▶ [EXERCISE REQUIREMENTS] Your task is to give the number of lines below that contain "photo". Give no other text.

▶ [RECORDS]
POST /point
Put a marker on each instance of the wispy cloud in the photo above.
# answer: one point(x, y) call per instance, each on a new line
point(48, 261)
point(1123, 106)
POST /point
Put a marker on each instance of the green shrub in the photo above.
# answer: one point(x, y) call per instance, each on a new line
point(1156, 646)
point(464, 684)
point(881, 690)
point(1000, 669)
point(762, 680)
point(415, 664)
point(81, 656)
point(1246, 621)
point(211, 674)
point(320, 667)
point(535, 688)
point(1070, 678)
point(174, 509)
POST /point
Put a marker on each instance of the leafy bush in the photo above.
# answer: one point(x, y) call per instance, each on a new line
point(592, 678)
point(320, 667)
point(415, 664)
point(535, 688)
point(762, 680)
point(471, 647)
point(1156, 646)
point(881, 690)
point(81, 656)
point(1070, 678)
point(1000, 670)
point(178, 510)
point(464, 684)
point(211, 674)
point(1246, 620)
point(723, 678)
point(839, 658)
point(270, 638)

▶ [EXERCISE RESPONSE] 3